*Data for analysis*.
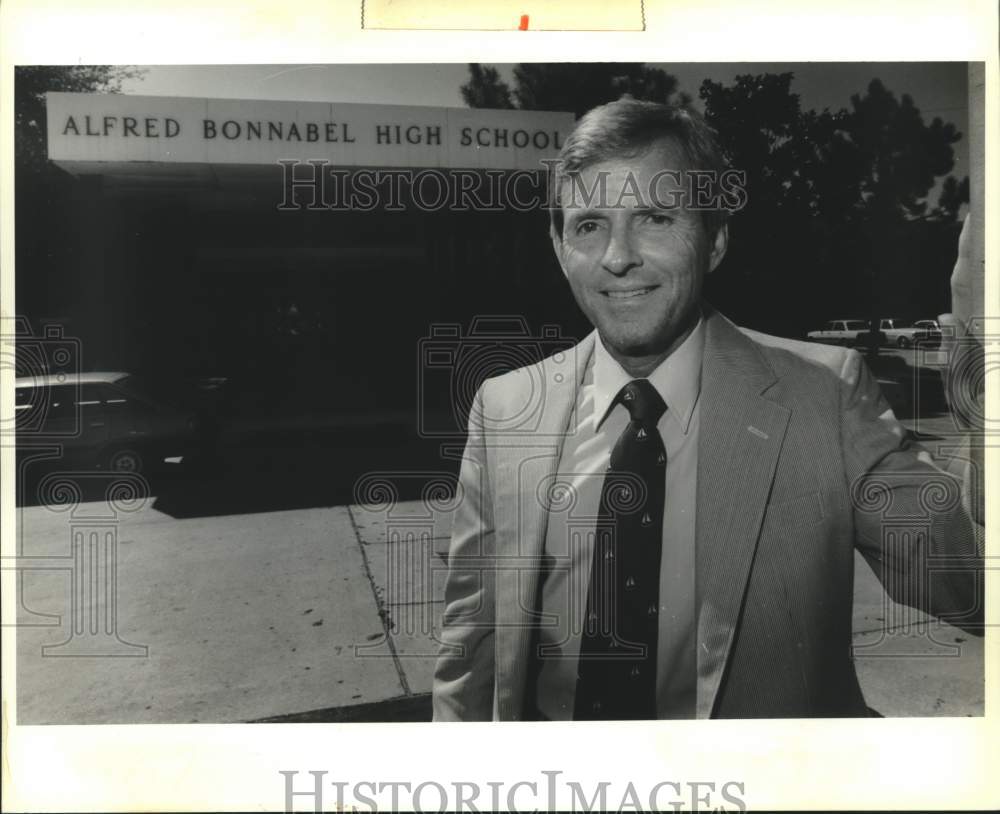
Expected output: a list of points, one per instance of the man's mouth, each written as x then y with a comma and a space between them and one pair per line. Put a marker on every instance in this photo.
630, 293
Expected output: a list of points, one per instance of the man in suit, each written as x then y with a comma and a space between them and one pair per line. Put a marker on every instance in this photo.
661, 523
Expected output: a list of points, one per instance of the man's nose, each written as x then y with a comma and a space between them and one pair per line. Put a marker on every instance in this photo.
620, 255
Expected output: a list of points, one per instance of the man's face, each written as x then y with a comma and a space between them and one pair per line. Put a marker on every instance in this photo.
635, 261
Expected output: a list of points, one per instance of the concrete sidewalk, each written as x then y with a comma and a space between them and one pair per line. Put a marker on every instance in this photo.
321, 614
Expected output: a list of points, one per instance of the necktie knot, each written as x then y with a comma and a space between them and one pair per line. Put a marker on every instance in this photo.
643, 403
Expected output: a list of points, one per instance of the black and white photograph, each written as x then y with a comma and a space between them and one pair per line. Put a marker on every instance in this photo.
528, 392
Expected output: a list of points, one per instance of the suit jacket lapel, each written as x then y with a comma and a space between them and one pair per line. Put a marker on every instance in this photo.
738, 445
525, 460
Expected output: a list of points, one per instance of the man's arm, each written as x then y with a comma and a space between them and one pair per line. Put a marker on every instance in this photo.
464, 675
911, 522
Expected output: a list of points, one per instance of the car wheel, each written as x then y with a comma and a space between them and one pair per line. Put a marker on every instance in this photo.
125, 460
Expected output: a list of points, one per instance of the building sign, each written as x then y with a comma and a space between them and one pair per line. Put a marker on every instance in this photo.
115, 128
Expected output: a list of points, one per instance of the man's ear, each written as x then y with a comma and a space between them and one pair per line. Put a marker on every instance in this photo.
719, 246
557, 246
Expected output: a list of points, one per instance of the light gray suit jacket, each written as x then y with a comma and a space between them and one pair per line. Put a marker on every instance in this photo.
799, 461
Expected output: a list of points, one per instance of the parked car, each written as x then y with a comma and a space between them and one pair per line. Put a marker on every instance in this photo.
903, 333
849, 332
104, 420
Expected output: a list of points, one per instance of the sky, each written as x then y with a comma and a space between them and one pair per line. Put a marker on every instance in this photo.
938, 89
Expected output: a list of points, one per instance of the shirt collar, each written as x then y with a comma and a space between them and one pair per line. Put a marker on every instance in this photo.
677, 378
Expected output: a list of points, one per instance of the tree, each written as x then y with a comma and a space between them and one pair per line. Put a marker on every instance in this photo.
835, 206
953, 195
31, 83
485, 88
569, 86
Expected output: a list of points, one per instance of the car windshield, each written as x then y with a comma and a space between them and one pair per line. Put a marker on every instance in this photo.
152, 390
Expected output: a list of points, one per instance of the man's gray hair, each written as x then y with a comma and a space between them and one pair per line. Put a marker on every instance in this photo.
628, 128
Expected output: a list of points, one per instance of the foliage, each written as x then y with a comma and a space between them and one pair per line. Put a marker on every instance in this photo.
569, 86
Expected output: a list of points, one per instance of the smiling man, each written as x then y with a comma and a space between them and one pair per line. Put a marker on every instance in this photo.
672, 534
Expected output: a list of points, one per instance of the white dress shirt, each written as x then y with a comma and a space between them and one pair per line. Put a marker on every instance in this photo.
569, 537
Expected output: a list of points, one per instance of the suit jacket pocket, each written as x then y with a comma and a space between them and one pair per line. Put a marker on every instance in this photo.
800, 511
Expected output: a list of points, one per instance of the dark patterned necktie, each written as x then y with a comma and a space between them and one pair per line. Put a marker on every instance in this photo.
616, 672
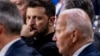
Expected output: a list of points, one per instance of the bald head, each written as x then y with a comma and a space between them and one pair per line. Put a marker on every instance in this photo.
76, 19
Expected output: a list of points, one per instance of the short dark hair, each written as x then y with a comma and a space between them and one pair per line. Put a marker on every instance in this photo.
10, 17
47, 4
85, 5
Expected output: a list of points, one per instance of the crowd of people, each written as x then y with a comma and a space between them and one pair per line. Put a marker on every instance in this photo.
49, 28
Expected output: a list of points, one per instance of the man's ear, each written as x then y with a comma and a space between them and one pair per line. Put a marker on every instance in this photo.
74, 36
51, 20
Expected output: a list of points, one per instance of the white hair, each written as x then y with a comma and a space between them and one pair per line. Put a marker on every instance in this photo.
78, 20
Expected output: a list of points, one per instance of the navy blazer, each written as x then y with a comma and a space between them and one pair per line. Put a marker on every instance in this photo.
90, 51
19, 48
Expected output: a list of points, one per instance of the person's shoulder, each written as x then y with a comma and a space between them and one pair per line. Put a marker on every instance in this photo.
21, 49
49, 49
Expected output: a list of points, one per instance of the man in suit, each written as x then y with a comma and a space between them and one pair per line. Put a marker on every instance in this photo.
85, 5
10, 26
39, 28
74, 34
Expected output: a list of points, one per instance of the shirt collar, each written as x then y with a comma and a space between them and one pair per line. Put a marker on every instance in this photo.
7, 46
81, 49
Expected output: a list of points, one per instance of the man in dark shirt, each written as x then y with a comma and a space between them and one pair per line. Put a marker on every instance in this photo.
39, 28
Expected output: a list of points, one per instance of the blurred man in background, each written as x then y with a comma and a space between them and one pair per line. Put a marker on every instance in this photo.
74, 34
10, 26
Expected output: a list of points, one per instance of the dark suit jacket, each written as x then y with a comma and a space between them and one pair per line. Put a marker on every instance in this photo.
19, 48
44, 45
90, 51
97, 40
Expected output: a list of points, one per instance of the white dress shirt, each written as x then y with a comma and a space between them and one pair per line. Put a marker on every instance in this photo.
81, 49
7, 46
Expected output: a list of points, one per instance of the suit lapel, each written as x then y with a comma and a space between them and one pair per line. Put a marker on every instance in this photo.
87, 50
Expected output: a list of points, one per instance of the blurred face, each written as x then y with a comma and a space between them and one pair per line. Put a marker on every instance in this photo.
39, 20
21, 4
62, 36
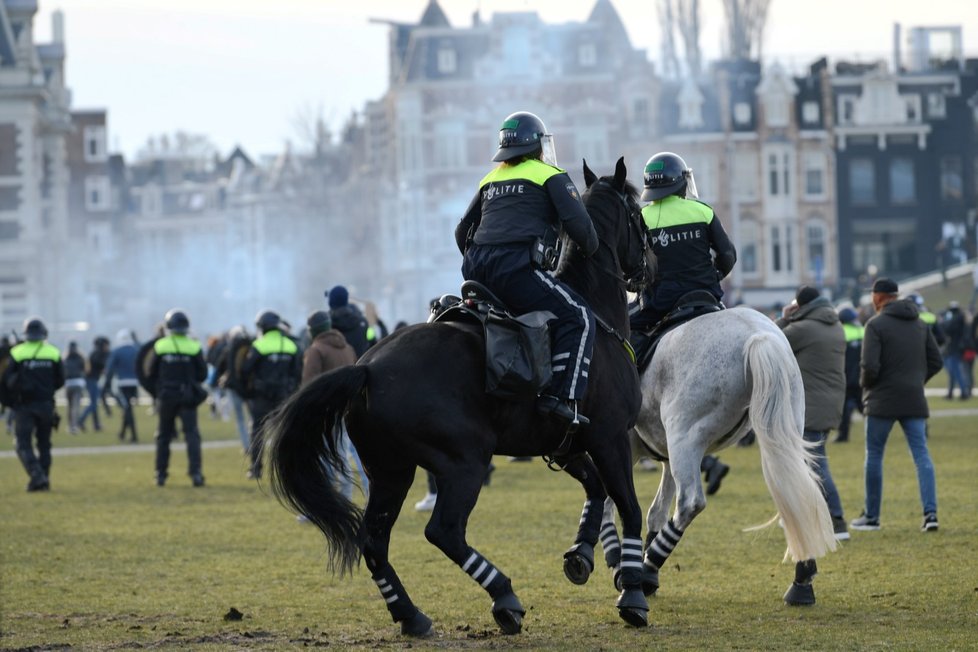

*Instructions to follow*.
When a picture appears among the entries, skip it; transcribe everything else exactly.

*Answer to this exercise*.
Expected output: a list of points, one per instance of the man's mouth, each written as x then y with a comma and a space between them and one pair per line. Put a marker on every instance in this photo.
630, 293
Expected output: a list of points, one per instance of the man in suit, each written as x then y with a comma and a space between them and one pair per line. Put a marker on every instance in this photo.
661, 523
Expected output: a list of points, one per instance of the man's nose, each written as x then y with a comma and a space between them and one pair per line. Put a marker on every instance in this photo.
620, 255
Expected output: a list of points, one per instance of the man's face, each written as x then y with a comma and a space between them and one pair per line. Put a marker on every instance in this photo.
635, 261
Expected output: a list of points, one per instance of the concrete sidewalk, each written as x then y with a comma and a space between them and one pair per line. Put a marker on every instance in this photo.
321, 614
Expected output: a list of points, one per instance of the necktie knot, each written as x then y with a comma and a space between them and one pair per line. Put a marker on every instance in this photo.
643, 403
Expected output: a list of points, one per instance of the black and white photograph, each written as x then y with a comma and a space between them and one pair per line. Put a marker on every instance in this photo.
528, 392
Expected output: a list of points, one per instance of the suit jacket lapel, each written as x then y with a comma and a space between them and one pair per line. Put a marker on every instance in this photo.
738, 445
525, 460
Expected output: a list of points, one per instance of the man's arm, each written as x then y with a comma and a space between them and one pair per line. Put a marker on every instance in this photo.
464, 675
911, 522
Expected output: a list of points, one per instance of the car wheel, each written as x then y with a comma and a space between them and one pair per line. Put a marker on every instance in this photo.
125, 460
Expected output: a list of points, one per instance of the building sign, each written as x then y with a comma and a space between them and one pair per line. Put a marker on every instance in this photo.
115, 128
Expected output: a list of points, one per instance of the man's ear, each written as x then y with a comma and a space between them and one pair per line. Put a marker on every instance in this photo.
719, 246
557, 246
Expected output: a list of points, one per instance of the light gray suit jacket, each written as x then y with a comma and a space between them and one pair per line. Put a marker on every instance in this photo.
799, 461
Expected output: a list of points, one per instance of the parked car, each written as x then y with a comma and a space between them and one pair per line. Put a marker on every instance in this photo.
903, 333
849, 332
104, 420
Expected output: a list of points, one per instance of the sky, each written as x then y with a comma and a space between them and one pair per line. Put a marker on every instance in this photo.
938, 89
Expected output: a list of points, one per instance of the shirt collar, each written as x then y with a comma and a space between them and one pair per line. Put a marker on every instance in this photo.
677, 378
Expected output: a list of points, one per instance of the tree, each written as x then y with a comma and a space between them and one pair per line. Put a marker on every instance in this photo.
835, 206
953, 195
31, 83
485, 88
569, 86
Expected output: a list of points, one per instance of the car windshield, each written as x then y with a comma and a space between them and one pair per line. Put a marker on every instance in this photo.
152, 390
Expected output: a list of points, one per instance of the man's gray hair, each written as x then y with a comma and a space between them and one pair per line. Put a marker on every instance in this photo.
628, 128
Expected output: a list of points, one per instance of the foliage, each written as x then y with a comma and a space between them and one pair per line. Put a marker on every instance in this photo.
569, 86
Expected output: a list of points, one per instance of the smiling man, each written as x then y with a comma and a space between them and one pair per line. Put a marker on every instance in this photo.
672, 534
Expected output: a list of points, one per instance of the white dress shirt, each written as x then y with a comma and a space between them and one pair per line. Put a marker on every instance in this photo.
569, 537
Expected output: a list of points, one per instance of the suit jacket pocket, each written as x then y with a comma and a space between them and one pair per line. Put a marker on every instance in this photo.
800, 511
Expected output: a list of points, one per instance of the dark patterned necktie, each written as x then y with a comma and a space between them and one pair per line. Put a marker on every instance in this photo.
616, 672
Expected output: a list of points, one per instance of the bald head, each written as x then y with a comma and a space between them and one pair per line. Put a marker on every instance in this photo.
76, 19
Expected output: a list of points, one per instance of the short dark hair, each written as x then y with a comma and a space between them and one pair per line. Put a marker on every instance in this photo.
10, 17
47, 4
85, 5
Expected output: a list of points, one per instance of the crowd of people, each written as x then y with a comma and a space between them and one pair per line. Put a marker on every instance in this photo.
49, 28
Expected output: a list of points, one per instance of the man's ear, each written as x then y with a comma and a space between them and one pair per line. Put a marker on every instance in this photo.
74, 36
51, 20
Expected output: a list of points, one per instance of the white hair, each written as x then y with a comma and a space between them and one pair per line. Put a marker on every instance in this photo.
78, 20
Expected output: a list of points, one per instance of the navy blazer, each written as x then y with a comma and a space between them and one pair per line. Put a marker on every instance in this photo.
90, 51
19, 48
Expected output: a list of points, one per instance of the person's shoulder, each written as x then y with a comma and a space between them and one pair per line. Put a marker on every instance in this photo.
21, 49
49, 49
Expected output: a list of points, one per instance of the man in suit, each written as x then y with a comma and a space between them and one pair per line. Put a marker on every instance in this photo.
85, 5
10, 26
39, 28
74, 34
Expected output: a list of points, one per instance of the shirt collar, each written as x then y with a comma and a space between them and one pair per line. Put a marker on every instance in this photo.
7, 46
81, 49
Expected output: a list of points, one per instance of the man in dark shirt, each written as x then y with a comma and a space between them and one pair per line. Put a marker on every instance in this photo.
39, 28
Expected output: a list of points, one per instance of the blurred man in background, each written as x then y with a comma and a space between them and one pair per line. Put a marker on every instance in this photo.
74, 34
10, 26
Expected output: a list of points, one per instance of the dark suit jacket, each written as x then y with a comma and a space between them and one pair per line. Put a marker on every instance in this photo.
19, 48
44, 45
90, 51
97, 40
Expected output: a list of points, one per instance of the white dress shirt, each written as x then y with a comma and a space between them and one pair per line. Put a marker on every instance in this photo.
81, 49
7, 46
Expected output: a list of points, one per instance of the suit lapel, each written as x then y with a comma and a space between them and one pair per line. Put a marker on every instance in this photo.
87, 50
Expected output: a list of points, one per instance of the blurred face, each written as x then y with a comma and a space between them and one pair per line. Put a marker on every instance in this photo.
39, 20
21, 4
62, 36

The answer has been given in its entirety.